[Collected data]
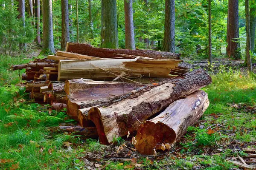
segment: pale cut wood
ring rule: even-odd
[[[68,58],[72,58],[74,59],[77,59],[79,60],[87,59],[91,60],[93,59],[99,59],[99,57],[97,57],[93,56],[89,56],[86,55],[81,55],[79,54],[71,53],[66,51],[57,51],[56,54],[58,56],[64,57]]]
[[[209,105],[207,94],[201,91],[175,101],[159,115],[139,126],[136,149],[143,155],[152,155],[154,149],[161,150],[162,143],[176,142],[189,126],[198,122]]]
[[[117,97],[115,102],[80,109],[79,117],[92,121],[97,127],[100,141],[108,144],[113,137],[135,131],[150,116],[211,82],[210,76],[205,71],[194,70],[158,85],[148,86],[135,93]]]

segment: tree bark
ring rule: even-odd
[[[124,0],[125,4],[125,48],[135,49],[133,23],[132,0]]]
[[[88,11],[89,12],[89,20],[90,22],[90,38],[93,39],[93,18],[92,17],[92,3],[91,0],[88,0]]]
[[[52,0],[43,0],[43,54],[54,54]]]
[[[76,1],[76,42],[79,43],[79,20],[78,17],[78,0]]]
[[[143,155],[153,155],[161,144],[177,142],[189,126],[195,124],[209,105],[207,94],[198,91],[176,100],[155,118],[141,124],[135,145]]]
[[[102,0],[101,47],[118,48],[117,20],[116,0]]]
[[[41,44],[40,33],[40,0],[36,0],[36,30],[37,35],[35,42],[38,45]]]
[[[250,54],[251,50],[251,39],[250,26],[250,11],[249,0],[245,0],[245,20],[246,23],[246,59],[247,68],[250,72],[252,71],[252,60]]]
[[[175,51],[175,0],[166,0],[165,2],[165,21],[163,51],[174,52]]]
[[[208,61],[212,64],[212,0],[208,0]]]
[[[61,42],[62,51],[65,51],[67,42],[70,41],[68,0],[61,0]]]
[[[238,0],[229,0],[227,54],[236,60],[241,58],[239,41]]]
[[[255,16],[255,8],[250,8],[250,33],[251,49],[252,51],[254,52],[255,48],[255,28],[256,28],[256,16]]]
[[[113,137],[136,130],[141,122],[175,100],[211,82],[211,77],[205,71],[196,70],[156,86],[141,88],[134,93],[118,98],[116,102],[93,107],[89,111],[89,108],[80,110],[79,117],[92,121],[96,125],[101,142],[109,144]]]
[[[124,57],[118,54],[132,55],[159,59],[179,59],[180,54],[148,50],[131,50],[93,47],[89,44],[69,43],[67,51],[101,58]],[[129,57],[131,58],[131,57]]]

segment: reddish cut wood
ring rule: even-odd
[[[153,149],[160,150],[162,143],[175,142],[189,126],[197,122],[209,105],[208,95],[201,91],[175,101],[159,115],[140,125],[135,145],[137,150],[152,155]]]

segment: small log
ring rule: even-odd
[[[52,103],[52,108],[55,110],[61,110],[64,108],[67,108],[67,105],[64,103]]]
[[[168,52],[148,50],[131,50],[125,49],[109,49],[93,47],[89,44],[77,44],[69,42],[67,51],[78,53],[81,54],[95,56],[100,58],[113,58],[122,57],[116,54],[127,54],[159,59],[179,59],[180,54]]]
[[[80,126],[56,126],[47,127],[52,133],[70,132],[75,135],[81,135],[86,138],[97,138],[98,136],[96,127],[82,128]]]
[[[209,105],[207,94],[201,91],[175,101],[159,115],[140,125],[135,145],[137,150],[152,155],[154,149],[161,149],[162,143],[175,142],[189,126],[197,122]]]
[[[89,111],[87,108],[81,109],[79,117],[92,121],[97,127],[100,141],[108,144],[114,137],[136,130],[141,122],[175,100],[211,82],[210,76],[205,71],[195,70],[158,85],[148,86],[118,97],[115,102],[92,108]]]

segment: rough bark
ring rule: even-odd
[[[156,86],[147,86],[121,96],[116,102],[93,107],[89,111],[89,108],[80,110],[79,117],[82,116],[92,121],[97,127],[100,141],[108,144],[113,137],[136,130],[141,122],[175,101],[211,82],[211,77],[205,71],[196,70]]]
[[[175,101],[159,115],[140,125],[135,145],[137,150],[143,155],[153,155],[153,149],[160,150],[162,143],[177,142],[189,126],[197,122],[209,105],[207,94],[201,91]]]
[[[135,43],[134,30],[132,0],[124,0],[125,1],[125,48],[135,50]]]
[[[61,0],[61,50],[65,51],[67,42],[70,42],[68,0]]]
[[[245,20],[246,23],[246,62],[249,71],[252,71],[252,60],[250,54],[251,50],[251,39],[250,26],[250,11],[249,0],[245,0]]]
[[[43,0],[42,54],[54,53],[52,0]]]
[[[56,126],[47,127],[52,133],[72,133],[75,135],[81,135],[84,137],[93,139],[98,137],[97,130],[95,127],[82,128],[80,126]]]
[[[238,0],[229,0],[227,54],[236,60],[241,58],[239,40]]]
[[[101,47],[118,48],[116,0],[102,0]]]
[[[212,0],[208,3],[208,61],[212,64]]]
[[[175,51],[175,0],[166,0],[165,1],[165,21],[163,51],[171,52],[174,52]]]
[[[38,45],[41,44],[40,33],[40,0],[36,0],[36,30],[37,35],[35,42]]]
[[[69,43],[68,52],[101,58],[124,57],[118,54],[133,55],[159,59],[179,59],[180,54],[148,50],[131,50],[93,47],[89,44]],[[131,58],[129,57],[128,58]]]

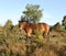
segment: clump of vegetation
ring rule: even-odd
[[[23,12],[25,20],[30,18],[28,21],[37,23],[42,16],[42,10],[38,8],[40,5],[28,5]],[[64,20],[63,25],[66,27]],[[51,30],[46,37],[36,30],[29,38],[24,30],[20,32],[19,26],[8,20],[3,26],[0,25],[0,56],[66,56],[66,30],[59,23]]]

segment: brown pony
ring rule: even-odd
[[[44,32],[45,35],[50,32],[50,26],[46,23],[33,24],[29,22],[19,21],[19,29],[24,30],[26,35],[30,37],[32,33],[37,29],[40,32]]]

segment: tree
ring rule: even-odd
[[[62,25],[63,25],[63,26],[65,27],[65,30],[66,30],[66,15],[64,15],[64,18],[63,18]]]
[[[57,22],[54,26],[53,26],[53,29],[55,29],[55,30],[61,30],[61,23],[59,22]]]
[[[21,16],[21,20],[31,23],[38,23],[42,18],[42,10],[37,4],[28,4],[25,11],[23,11],[23,14],[24,15]]]
[[[12,24],[12,21],[11,20],[8,20],[7,22],[6,22],[6,25],[4,25],[4,29],[8,31],[8,30],[12,30],[12,27],[13,27],[13,24]]]

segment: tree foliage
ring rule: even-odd
[[[63,26],[65,27],[65,30],[66,30],[66,15],[64,15],[64,18],[63,18],[62,25],[63,25]]]
[[[61,27],[62,27],[62,25],[61,25],[59,22],[57,22],[57,23],[53,26],[53,29],[55,29],[55,30],[59,30]]]
[[[23,14],[24,15],[21,16],[21,20],[37,23],[42,18],[42,10],[38,4],[28,4]]]

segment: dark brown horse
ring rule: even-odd
[[[19,21],[20,30],[24,30],[28,36],[31,36],[32,33],[37,29],[40,32],[44,32],[45,35],[50,32],[50,26],[46,23],[33,24],[29,22]]]

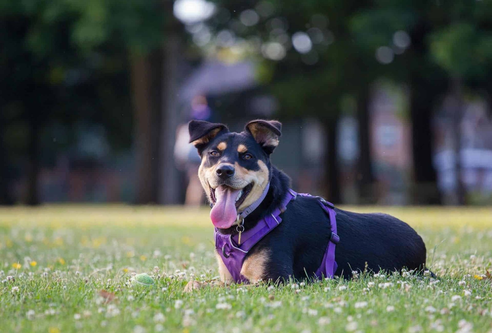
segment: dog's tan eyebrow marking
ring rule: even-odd
[[[238,152],[246,152],[247,148],[244,145],[240,145],[238,146]]]

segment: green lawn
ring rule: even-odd
[[[217,274],[206,209],[0,208],[0,332],[492,332],[492,209],[349,208],[414,226],[439,280],[362,274],[184,294]],[[133,272],[155,284],[129,285]]]

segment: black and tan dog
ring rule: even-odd
[[[264,199],[245,219],[246,230],[278,207],[289,187],[290,179],[270,162],[278,144],[281,124],[256,120],[241,133],[229,131],[223,124],[192,121],[190,142],[202,158],[198,175],[213,204],[212,223],[223,234],[237,233],[238,212]],[[336,209],[338,268],[335,275],[349,278],[353,271],[367,269],[422,270],[426,247],[422,239],[406,223],[383,213],[361,214]],[[241,273],[249,281],[274,281],[290,277],[312,277],[319,267],[330,237],[330,222],[317,201],[299,197],[288,204],[280,215],[282,222],[247,253]],[[217,254],[221,279],[232,280]]]

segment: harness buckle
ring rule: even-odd
[[[222,245],[222,255],[224,258],[229,258],[229,255],[225,253],[225,244]]]
[[[327,201],[325,200],[324,198],[322,198],[321,197],[316,197],[316,198],[319,200],[319,201],[324,205],[331,208],[332,209],[335,209],[335,205],[331,202]]]
[[[332,231],[330,235],[330,242],[334,244],[338,244],[340,242],[340,237],[337,234]]]

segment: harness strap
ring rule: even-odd
[[[266,186],[268,190],[270,183]],[[250,207],[256,205],[257,207],[261,201],[264,199],[266,192],[264,191],[261,200],[257,200],[253,205],[248,207],[247,214],[253,211],[249,210]],[[318,278],[333,277],[337,271],[337,265],[335,261],[335,245],[340,241],[340,238],[337,234],[337,221],[335,218],[336,212],[333,205],[320,197],[313,197],[307,193],[297,193],[291,189],[282,200],[280,205],[269,215],[259,221],[251,229],[244,231],[242,235],[242,242],[238,244],[238,235],[223,235],[215,228],[215,248],[222,261],[227,267],[233,278],[237,283],[247,282],[247,279],[240,273],[246,256],[248,251],[263,237],[276,228],[282,222],[280,215],[285,211],[287,205],[291,200],[296,199],[298,195],[303,197],[315,198],[318,200],[323,210],[328,214],[330,219],[331,233],[330,241],[327,246],[323,261],[319,268],[315,272],[315,275]],[[258,202],[256,204],[257,202]],[[246,210],[244,212],[246,212]]]

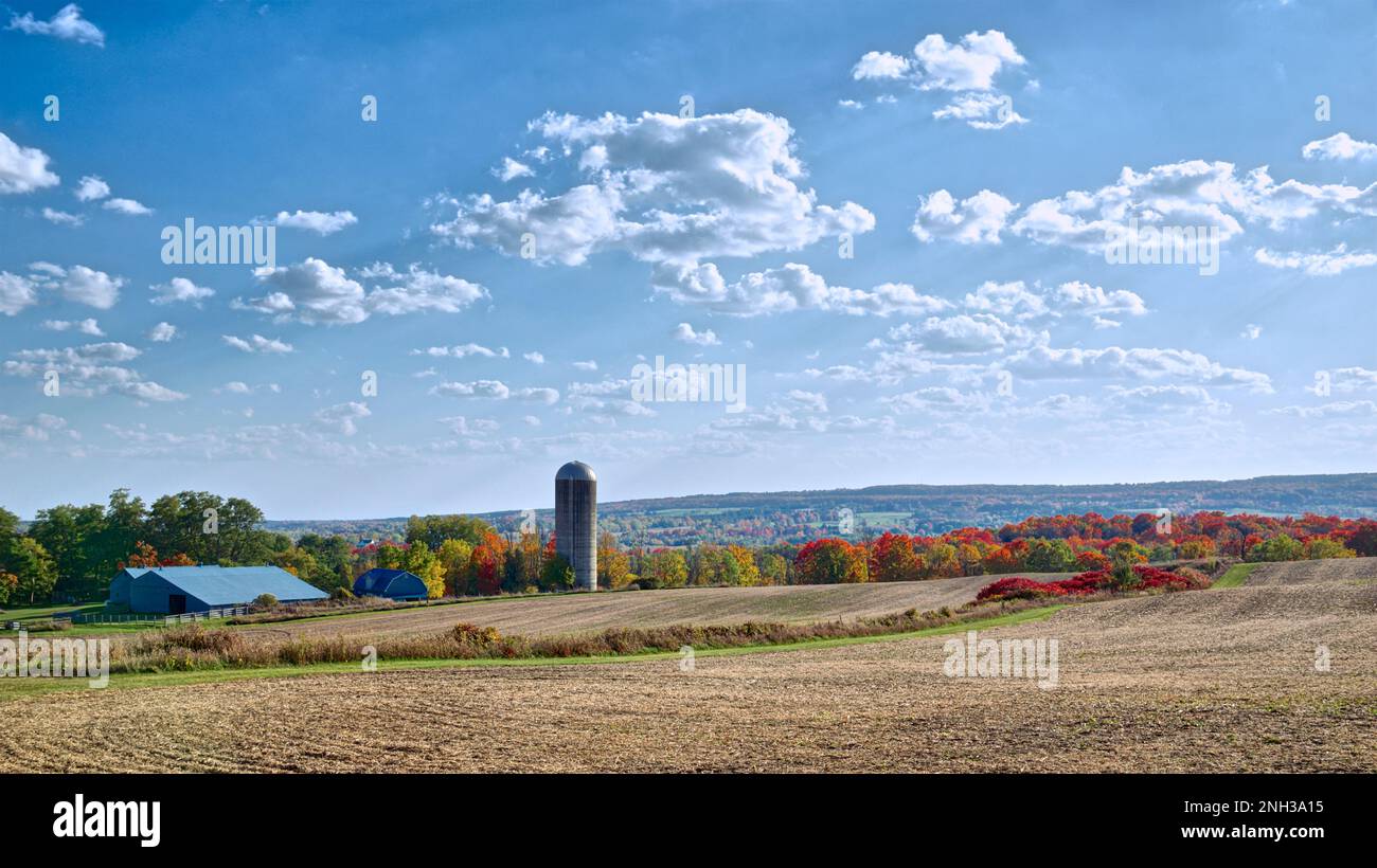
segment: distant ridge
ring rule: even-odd
[[[1155,483],[1092,484],[887,484],[863,488],[799,491],[734,491],[664,498],[606,501],[600,516],[628,519],[666,510],[726,510],[735,517],[792,510],[855,513],[910,513],[914,530],[950,530],[963,525],[1000,525],[1029,516],[1099,512],[1139,513],[1169,509],[1175,513],[1223,510],[1264,514],[1307,512],[1343,517],[1377,517],[1377,473],[1327,473],[1310,476],[1256,476],[1235,480],[1179,480]],[[540,514],[552,509],[537,510]],[[504,524],[514,510],[476,513]],[[394,528],[405,516],[321,521],[267,521],[270,530],[325,530],[333,524]]]

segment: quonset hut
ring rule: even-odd
[[[574,587],[598,590],[598,477],[582,461],[555,473],[555,552],[574,568]]]

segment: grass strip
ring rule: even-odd
[[[1215,582],[1210,583],[1210,587],[1242,587],[1248,583],[1248,576],[1253,575],[1253,569],[1257,569],[1259,567],[1261,567],[1261,564],[1234,564],[1224,572],[1224,575],[1215,579]]]

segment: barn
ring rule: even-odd
[[[329,596],[278,567],[153,567],[124,569],[110,582],[110,604],[123,603],[131,612],[204,612],[253,603],[263,594],[278,603]]]
[[[129,586],[134,583],[135,576],[140,576],[147,572],[146,567],[125,567],[113,579],[110,579],[110,600],[106,605],[129,605]]]
[[[354,579],[355,597],[387,597],[388,600],[424,600],[425,582],[414,572],[376,567]]]

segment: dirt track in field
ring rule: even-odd
[[[1026,575],[1051,582],[1070,574]],[[993,581],[993,576],[983,575],[884,585],[684,587],[566,594],[282,622],[264,625],[263,630],[275,636],[383,637],[441,633],[456,623],[468,622],[497,627],[507,634],[552,636],[625,626],[731,625],[746,620],[812,623],[890,615],[910,608],[956,608],[975,600],[976,592]]]
[[[6,702],[0,769],[1377,772],[1377,583],[1336,576],[982,634],[1056,638],[1052,691],[945,677],[943,637],[83,691]]]

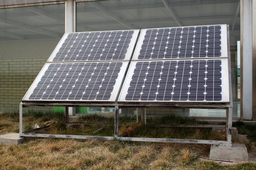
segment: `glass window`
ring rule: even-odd
[[[0,9],[0,111],[19,104],[65,31],[64,4]]]
[[[165,3],[163,3],[165,1]],[[78,31],[230,25],[233,116],[240,116],[237,42],[240,38],[239,0],[102,0],[77,3]],[[239,69],[239,68],[238,68]],[[190,109],[190,116],[225,117],[214,110]]]

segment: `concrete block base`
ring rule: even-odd
[[[212,132],[218,132],[224,134],[226,133],[226,128],[213,128],[212,130]],[[236,140],[239,139],[238,131],[236,128],[232,128],[232,139],[235,139]]]
[[[25,138],[20,137],[18,133],[9,133],[0,135],[0,143],[6,144],[20,144],[25,141]]]
[[[211,147],[209,159],[219,160],[247,161],[247,149],[244,144],[233,144],[232,147]]]

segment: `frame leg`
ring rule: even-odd
[[[68,107],[66,107],[65,108],[65,122],[66,123],[69,123],[69,109],[68,109]]]
[[[145,125],[147,125],[147,109],[146,108],[144,108],[144,124]]]
[[[21,133],[22,133],[22,109],[23,105],[20,103],[20,137],[21,137]]]
[[[144,121],[144,119],[143,117],[143,108],[140,108],[140,117],[141,117],[141,123],[142,124],[143,124]]]
[[[137,108],[136,110],[136,122],[137,123],[139,123],[139,109],[138,108]]]
[[[232,114],[233,114],[233,107],[230,107],[227,110],[227,119],[226,122],[226,132],[227,141],[232,142]]]
[[[118,137],[118,122],[119,120],[119,107],[116,106],[115,110],[115,137]]]

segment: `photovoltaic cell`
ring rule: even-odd
[[[226,26],[200,26],[143,30],[133,60],[227,57]],[[225,37],[226,36],[226,37]]]
[[[119,100],[225,101],[227,63],[227,59],[133,62]]]
[[[48,62],[129,60],[138,32],[124,30],[67,34]]]
[[[127,62],[47,64],[24,99],[114,101]]]

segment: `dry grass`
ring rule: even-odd
[[[255,170],[252,162],[224,166],[195,160],[209,149],[200,144],[35,140],[19,145],[0,144],[0,169]]]
[[[0,133],[18,130],[18,118],[9,116],[0,116]],[[29,129],[35,123],[41,126],[48,121],[47,119],[44,116],[35,118],[28,115],[23,118],[24,126]],[[55,124],[59,125],[59,120]],[[124,131],[129,129],[129,126],[123,127]],[[55,126],[51,129],[51,133],[76,134],[86,132],[85,130],[61,130],[58,127]],[[97,128],[96,126],[95,129]],[[166,129],[166,132],[157,130],[153,133],[148,134],[143,130],[141,134],[175,136],[175,136],[182,137],[178,132],[181,133],[184,130],[169,129],[167,131]],[[90,133],[94,129],[91,129]],[[189,139],[207,137],[222,140],[225,137],[202,129],[195,129],[192,132],[185,134]],[[209,145],[207,144],[35,139],[19,145],[0,144],[0,170],[256,170],[255,162],[228,166],[197,159],[198,156],[207,156],[209,149]]]

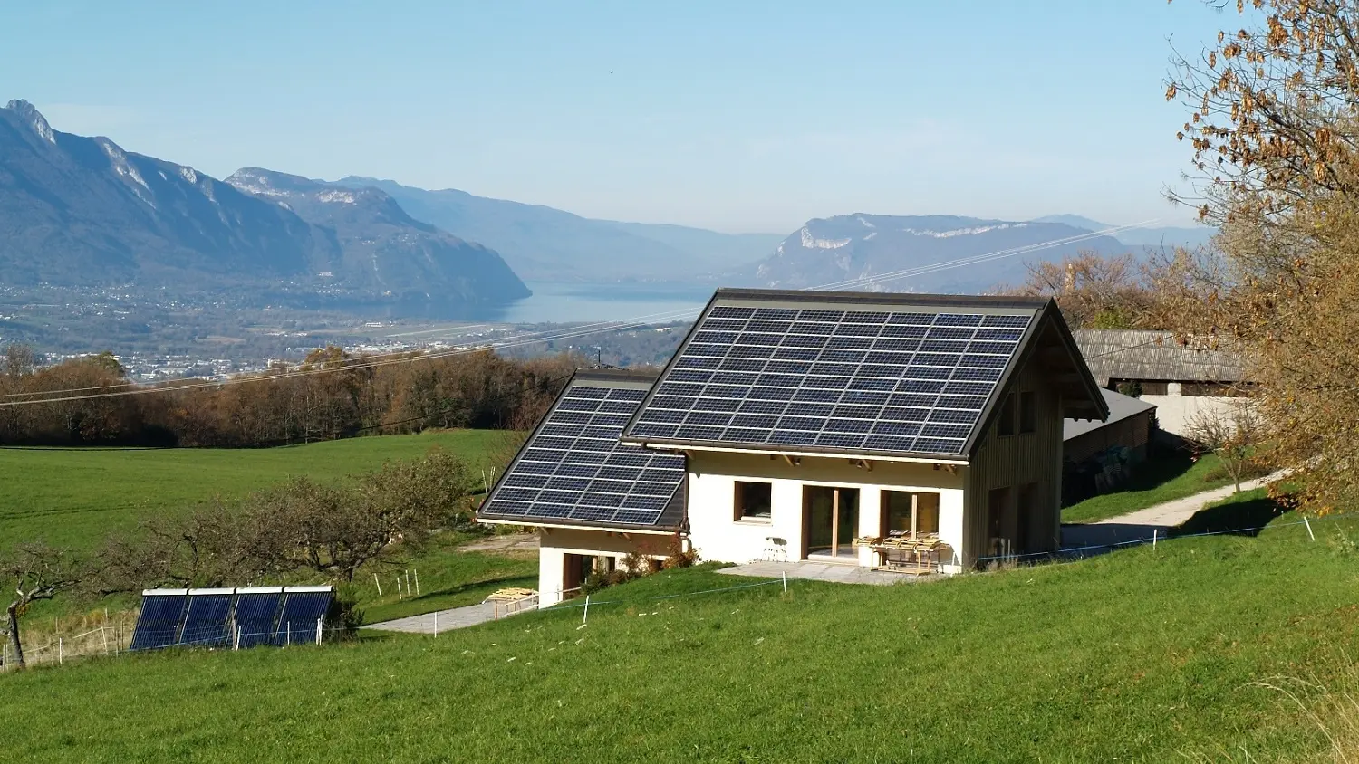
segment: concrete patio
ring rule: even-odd
[[[806,578],[809,581],[830,581],[832,584],[870,584],[874,586],[890,586],[919,579],[936,578],[936,575],[911,575],[906,573],[892,573],[887,570],[868,570],[855,565],[837,565],[828,562],[750,562],[733,567],[723,567],[718,573],[727,575],[750,575],[756,578]]]

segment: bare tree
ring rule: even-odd
[[[24,666],[23,642],[19,638],[19,619],[38,600],[50,600],[71,590],[84,579],[80,562],[68,551],[42,543],[24,543],[0,559],[0,579],[12,588],[5,607],[10,647],[14,661]]]
[[[1185,437],[1197,448],[1218,455],[1237,493],[1241,493],[1241,479],[1258,460],[1260,434],[1260,417],[1246,398],[1204,406],[1189,417],[1185,427]]]

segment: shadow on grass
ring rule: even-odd
[[[1061,506],[1065,509],[1095,495],[1150,491],[1184,475],[1195,465],[1195,461],[1188,451],[1166,445],[1158,446],[1146,461],[1133,467],[1128,480],[1120,483],[1114,490],[1098,493],[1094,490],[1094,486],[1064,486]],[[1079,483],[1080,480],[1068,482]]]
[[[1170,531],[1171,536],[1195,533],[1231,533],[1234,536],[1258,536],[1275,518],[1287,512],[1279,502],[1269,498],[1229,501],[1208,506]]]

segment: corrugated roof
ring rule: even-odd
[[[1169,331],[1082,328],[1072,337],[1101,387],[1112,379],[1218,383],[1245,379],[1241,356],[1182,345]]]
[[[1112,389],[1101,389],[1099,392],[1104,394],[1105,403],[1109,406],[1109,418],[1104,422],[1099,419],[1063,419],[1061,440],[1068,441],[1074,437],[1093,433],[1099,427],[1113,425],[1114,422],[1121,422],[1129,417],[1157,410],[1155,406],[1140,398],[1132,398],[1131,395],[1123,395]]]

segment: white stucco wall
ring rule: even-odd
[[[1171,383],[1178,388],[1178,384]],[[1143,395],[1142,400],[1157,407],[1157,425],[1177,436],[1186,436],[1189,422],[1200,411],[1210,411],[1214,415],[1230,415],[1233,407],[1241,402],[1239,398],[1216,398],[1208,395]]]
[[[878,509],[883,490],[932,491],[939,494],[939,537],[961,552],[965,471],[966,467],[958,467],[951,474],[930,464],[893,461],[875,461],[872,470],[866,471],[843,457],[811,456],[792,465],[783,457],[766,455],[696,451],[689,459],[689,535],[705,560],[745,563],[762,559],[771,536],[784,539],[787,559],[795,560],[802,551],[803,486],[859,489],[855,536],[879,535]],[[737,480],[772,484],[768,521],[734,518]],[[851,547],[853,539],[841,539],[841,543]],[[867,550],[860,550],[859,555],[860,565],[870,565]]]
[[[612,556],[622,559],[641,548],[663,550],[667,536],[624,533],[584,528],[542,528],[538,531],[538,607],[546,608],[563,597],[565,555]],[[663,558],[663,554],[648,555]]]

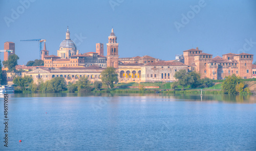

_STATED GOAL_
Reproduce verbatim the stretch of the entries from the line containing "segment: rough bark" through the line containing "[[[135,43],[134,30],[132,0],[124,0],[125,1],[125,48],[135,50]]]", including both of those lines.

_FULL ANSWER_
segment: rough bark
ring rule: even-odd
[[[156,86],[147,86],[121,96],[116,102],[93,107],[89,111],[89,108],[80,110],[79,117],[82,116],[92,121],[97,127],[100,141],[108,144],[113,137],[136,130],[141,122],[175,101],[211,82],[211,77],[205,71],[196,70]]]
[[[175,101],[159,115],[140,125],[135,145],[137,150],[143,155],[153,155],[153,149],[160,150],[162,143],[177,142],[189,126],[197,122],[209,105],[207,94],[201,91]]]
[[[135,43],[134,30],[132,0],[124,0],[125,1],[125,48],[135,50]]]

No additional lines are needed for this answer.